* _What you are asked to do_: Copy out in full the lines below from the one containing "of the drinking" through the one containing "<point>78,359</point>", both included. Increase every point coordinate by 82 and leave everything else unchanged.

● ● ● ●

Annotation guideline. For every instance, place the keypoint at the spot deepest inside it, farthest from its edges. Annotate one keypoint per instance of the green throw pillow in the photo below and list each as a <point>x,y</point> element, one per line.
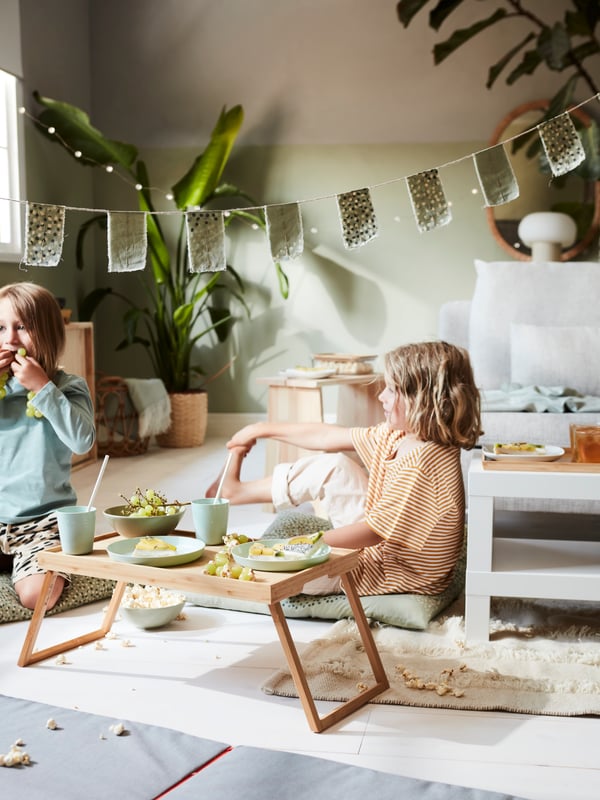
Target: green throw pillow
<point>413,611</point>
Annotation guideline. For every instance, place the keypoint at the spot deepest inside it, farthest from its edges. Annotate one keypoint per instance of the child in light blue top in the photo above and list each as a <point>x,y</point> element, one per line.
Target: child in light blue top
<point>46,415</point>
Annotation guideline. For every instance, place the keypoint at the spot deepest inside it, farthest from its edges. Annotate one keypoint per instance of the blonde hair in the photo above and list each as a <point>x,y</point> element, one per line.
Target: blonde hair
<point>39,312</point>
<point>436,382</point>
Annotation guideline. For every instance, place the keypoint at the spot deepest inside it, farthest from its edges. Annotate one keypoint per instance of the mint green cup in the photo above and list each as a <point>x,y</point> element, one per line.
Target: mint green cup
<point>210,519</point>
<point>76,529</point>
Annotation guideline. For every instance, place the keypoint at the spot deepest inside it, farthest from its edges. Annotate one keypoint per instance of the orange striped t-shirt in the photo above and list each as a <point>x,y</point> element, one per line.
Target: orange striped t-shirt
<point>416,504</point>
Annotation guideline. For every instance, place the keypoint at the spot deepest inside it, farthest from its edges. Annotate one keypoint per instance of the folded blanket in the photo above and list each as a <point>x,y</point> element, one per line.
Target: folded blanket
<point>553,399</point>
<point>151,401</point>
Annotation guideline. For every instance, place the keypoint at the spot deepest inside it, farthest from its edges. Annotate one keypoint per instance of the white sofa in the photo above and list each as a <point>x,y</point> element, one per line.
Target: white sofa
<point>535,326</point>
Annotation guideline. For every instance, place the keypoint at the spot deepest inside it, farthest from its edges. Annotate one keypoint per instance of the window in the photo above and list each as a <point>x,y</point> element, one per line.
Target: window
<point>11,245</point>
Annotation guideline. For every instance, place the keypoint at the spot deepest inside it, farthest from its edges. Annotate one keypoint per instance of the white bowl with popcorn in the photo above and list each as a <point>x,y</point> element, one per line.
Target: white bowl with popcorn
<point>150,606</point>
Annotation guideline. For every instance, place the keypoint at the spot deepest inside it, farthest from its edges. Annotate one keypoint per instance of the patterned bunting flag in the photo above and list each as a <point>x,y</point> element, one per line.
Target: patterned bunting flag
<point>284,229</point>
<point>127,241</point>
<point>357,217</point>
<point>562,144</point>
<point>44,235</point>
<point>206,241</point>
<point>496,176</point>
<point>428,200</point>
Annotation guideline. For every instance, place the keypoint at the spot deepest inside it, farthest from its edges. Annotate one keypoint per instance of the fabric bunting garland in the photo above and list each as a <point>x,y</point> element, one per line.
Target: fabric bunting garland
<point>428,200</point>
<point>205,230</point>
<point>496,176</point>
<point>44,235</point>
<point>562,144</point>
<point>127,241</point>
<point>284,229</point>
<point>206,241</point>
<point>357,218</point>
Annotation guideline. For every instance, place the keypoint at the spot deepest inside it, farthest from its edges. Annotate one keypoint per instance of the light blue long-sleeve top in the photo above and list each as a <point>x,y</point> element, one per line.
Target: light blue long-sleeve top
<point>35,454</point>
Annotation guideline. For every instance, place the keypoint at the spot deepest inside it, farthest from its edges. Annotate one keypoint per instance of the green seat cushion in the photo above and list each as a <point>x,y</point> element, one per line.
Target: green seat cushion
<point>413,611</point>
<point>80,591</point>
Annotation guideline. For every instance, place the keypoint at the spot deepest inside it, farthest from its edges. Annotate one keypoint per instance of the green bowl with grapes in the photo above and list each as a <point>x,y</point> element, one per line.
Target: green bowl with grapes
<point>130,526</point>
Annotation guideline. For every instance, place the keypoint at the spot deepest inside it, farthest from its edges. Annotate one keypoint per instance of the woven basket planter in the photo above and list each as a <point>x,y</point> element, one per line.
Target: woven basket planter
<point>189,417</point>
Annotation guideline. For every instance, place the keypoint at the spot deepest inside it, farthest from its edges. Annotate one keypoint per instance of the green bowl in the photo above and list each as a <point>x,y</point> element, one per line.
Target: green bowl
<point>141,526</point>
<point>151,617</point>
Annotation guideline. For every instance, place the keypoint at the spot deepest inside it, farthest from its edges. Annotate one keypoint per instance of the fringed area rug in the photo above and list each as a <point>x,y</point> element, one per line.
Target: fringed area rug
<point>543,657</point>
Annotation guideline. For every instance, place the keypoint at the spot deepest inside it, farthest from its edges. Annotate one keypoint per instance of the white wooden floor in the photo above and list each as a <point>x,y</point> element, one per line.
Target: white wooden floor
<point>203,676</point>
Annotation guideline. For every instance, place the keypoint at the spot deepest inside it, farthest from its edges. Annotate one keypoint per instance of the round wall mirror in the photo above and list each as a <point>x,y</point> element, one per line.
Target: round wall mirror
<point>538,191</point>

● ● ● ●

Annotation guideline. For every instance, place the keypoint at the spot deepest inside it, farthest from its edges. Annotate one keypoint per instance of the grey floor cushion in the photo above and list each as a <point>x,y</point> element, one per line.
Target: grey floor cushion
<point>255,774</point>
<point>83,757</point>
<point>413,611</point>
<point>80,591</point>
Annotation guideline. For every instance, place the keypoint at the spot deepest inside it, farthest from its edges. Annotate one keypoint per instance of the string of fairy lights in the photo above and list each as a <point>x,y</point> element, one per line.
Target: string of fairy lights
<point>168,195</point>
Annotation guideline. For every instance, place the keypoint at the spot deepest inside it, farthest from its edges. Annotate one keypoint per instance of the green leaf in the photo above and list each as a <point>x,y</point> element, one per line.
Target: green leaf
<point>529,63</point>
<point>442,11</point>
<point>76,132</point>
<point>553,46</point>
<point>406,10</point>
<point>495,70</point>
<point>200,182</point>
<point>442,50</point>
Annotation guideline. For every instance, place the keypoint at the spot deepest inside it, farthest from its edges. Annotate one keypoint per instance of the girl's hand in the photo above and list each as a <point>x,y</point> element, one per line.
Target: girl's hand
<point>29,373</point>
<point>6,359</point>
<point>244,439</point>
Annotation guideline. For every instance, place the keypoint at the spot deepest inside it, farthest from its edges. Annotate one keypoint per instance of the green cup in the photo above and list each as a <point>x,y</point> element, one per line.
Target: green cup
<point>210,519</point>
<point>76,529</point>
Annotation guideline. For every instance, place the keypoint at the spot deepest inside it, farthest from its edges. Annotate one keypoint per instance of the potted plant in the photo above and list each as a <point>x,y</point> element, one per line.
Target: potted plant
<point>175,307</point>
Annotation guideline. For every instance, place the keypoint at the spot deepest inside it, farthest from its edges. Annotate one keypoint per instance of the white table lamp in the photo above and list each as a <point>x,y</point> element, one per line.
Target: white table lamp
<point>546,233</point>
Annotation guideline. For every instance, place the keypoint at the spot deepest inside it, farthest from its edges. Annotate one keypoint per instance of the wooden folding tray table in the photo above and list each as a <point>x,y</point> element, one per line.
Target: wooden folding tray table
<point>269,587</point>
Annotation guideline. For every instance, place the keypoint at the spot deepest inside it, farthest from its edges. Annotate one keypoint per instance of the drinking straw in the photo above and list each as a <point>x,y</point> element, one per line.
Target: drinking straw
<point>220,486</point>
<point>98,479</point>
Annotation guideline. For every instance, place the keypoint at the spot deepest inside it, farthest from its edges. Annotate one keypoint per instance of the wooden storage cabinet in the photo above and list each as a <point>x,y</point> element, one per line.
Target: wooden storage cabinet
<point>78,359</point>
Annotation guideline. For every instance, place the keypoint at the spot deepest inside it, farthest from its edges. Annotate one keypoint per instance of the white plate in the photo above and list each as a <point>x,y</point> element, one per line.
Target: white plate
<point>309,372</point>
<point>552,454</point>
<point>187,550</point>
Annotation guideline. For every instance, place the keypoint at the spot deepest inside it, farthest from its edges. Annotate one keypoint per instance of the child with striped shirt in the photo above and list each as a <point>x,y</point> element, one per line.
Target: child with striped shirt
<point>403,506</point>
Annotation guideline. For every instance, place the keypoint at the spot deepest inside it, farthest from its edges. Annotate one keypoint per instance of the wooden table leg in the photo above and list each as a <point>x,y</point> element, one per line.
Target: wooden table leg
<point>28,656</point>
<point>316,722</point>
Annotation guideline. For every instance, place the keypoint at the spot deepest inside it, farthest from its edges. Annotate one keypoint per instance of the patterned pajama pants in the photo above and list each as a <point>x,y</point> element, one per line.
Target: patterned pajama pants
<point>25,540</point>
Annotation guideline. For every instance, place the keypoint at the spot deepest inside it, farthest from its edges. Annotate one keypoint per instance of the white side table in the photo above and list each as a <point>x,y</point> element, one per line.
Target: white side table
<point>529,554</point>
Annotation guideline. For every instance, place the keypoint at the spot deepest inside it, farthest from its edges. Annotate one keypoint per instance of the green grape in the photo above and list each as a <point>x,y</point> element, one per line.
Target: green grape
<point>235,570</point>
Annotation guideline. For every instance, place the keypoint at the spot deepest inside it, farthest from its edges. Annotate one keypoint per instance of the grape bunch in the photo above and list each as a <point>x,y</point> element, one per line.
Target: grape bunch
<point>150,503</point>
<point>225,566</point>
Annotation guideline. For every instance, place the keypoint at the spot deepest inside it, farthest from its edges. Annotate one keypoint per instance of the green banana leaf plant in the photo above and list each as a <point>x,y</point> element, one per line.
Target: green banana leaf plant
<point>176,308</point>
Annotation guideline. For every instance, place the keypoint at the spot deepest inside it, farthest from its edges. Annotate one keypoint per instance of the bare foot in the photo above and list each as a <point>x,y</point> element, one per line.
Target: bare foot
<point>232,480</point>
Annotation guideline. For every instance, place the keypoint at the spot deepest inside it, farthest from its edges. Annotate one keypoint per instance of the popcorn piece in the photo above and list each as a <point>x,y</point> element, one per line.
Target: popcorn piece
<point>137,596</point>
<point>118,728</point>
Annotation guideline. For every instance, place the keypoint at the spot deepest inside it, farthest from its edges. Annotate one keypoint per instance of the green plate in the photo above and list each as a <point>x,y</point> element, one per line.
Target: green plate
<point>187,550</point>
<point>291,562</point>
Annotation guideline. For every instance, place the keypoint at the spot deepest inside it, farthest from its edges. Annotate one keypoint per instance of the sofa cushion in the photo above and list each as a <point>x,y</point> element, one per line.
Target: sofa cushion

● ● ● ●

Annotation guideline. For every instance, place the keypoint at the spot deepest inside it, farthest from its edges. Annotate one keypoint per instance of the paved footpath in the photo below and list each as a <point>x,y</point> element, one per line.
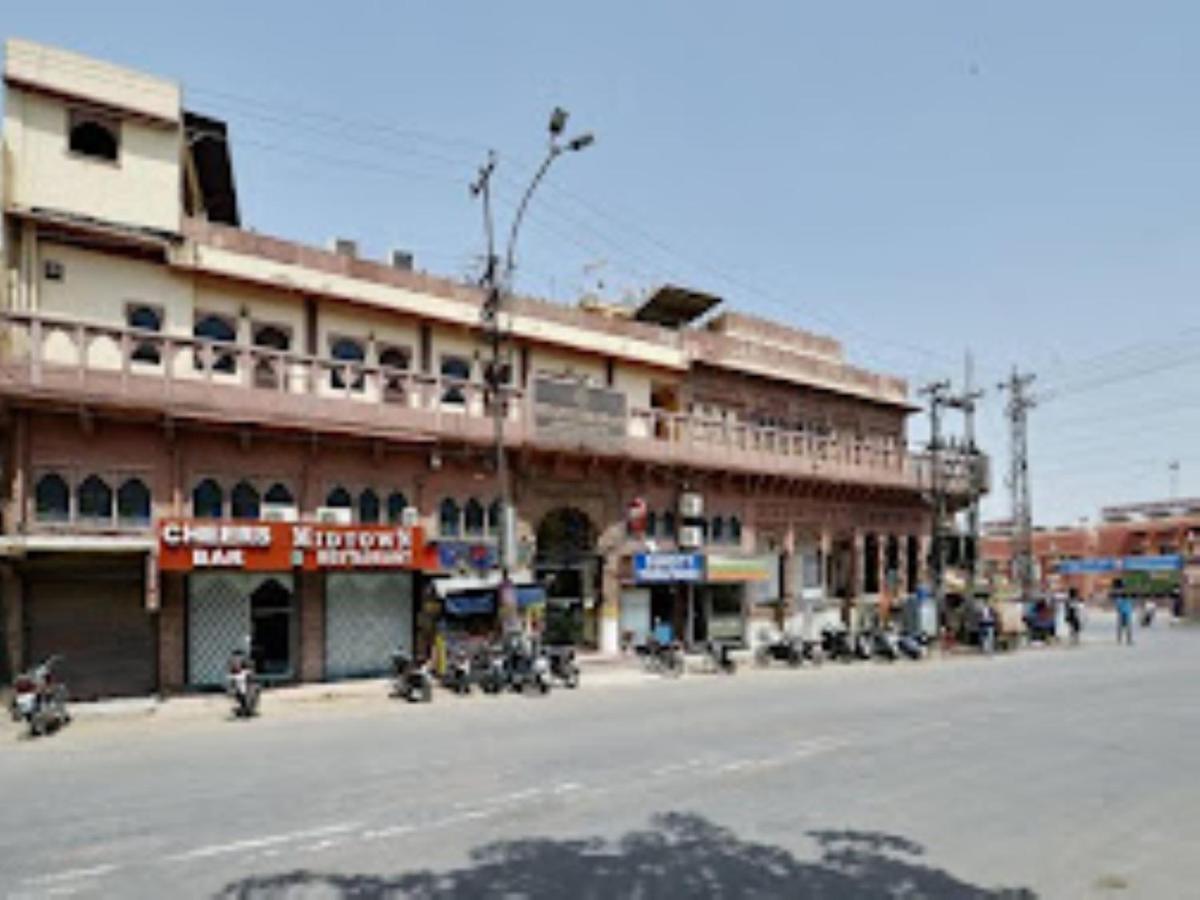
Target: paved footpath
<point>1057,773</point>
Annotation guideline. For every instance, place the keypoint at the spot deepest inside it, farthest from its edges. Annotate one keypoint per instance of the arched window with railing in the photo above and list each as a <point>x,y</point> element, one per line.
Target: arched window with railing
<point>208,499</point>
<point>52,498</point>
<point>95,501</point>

● ● ● ●

* _Result of this exercise_:
Annotation guideline. For every instance, place the keypoint at the spot deepest inside it, farthest from its edges. Annotate one keypoint per instance of the drinking straw in the photo above and list each as a <point>x,y</point> element, one per line.
Target: drinking straw
<point>302,568</point>
<point>180,561</point>
Annotation guideline. For every instance, place the keypoint at the spot deepest inside it, farthest from its edges. Annotate one keypoint per instance of the wooden storage cabinet in the photo above and list each as a <point>x,y</point> element, one per line.
Target: wooden storage cabinet
<point>160,441</point>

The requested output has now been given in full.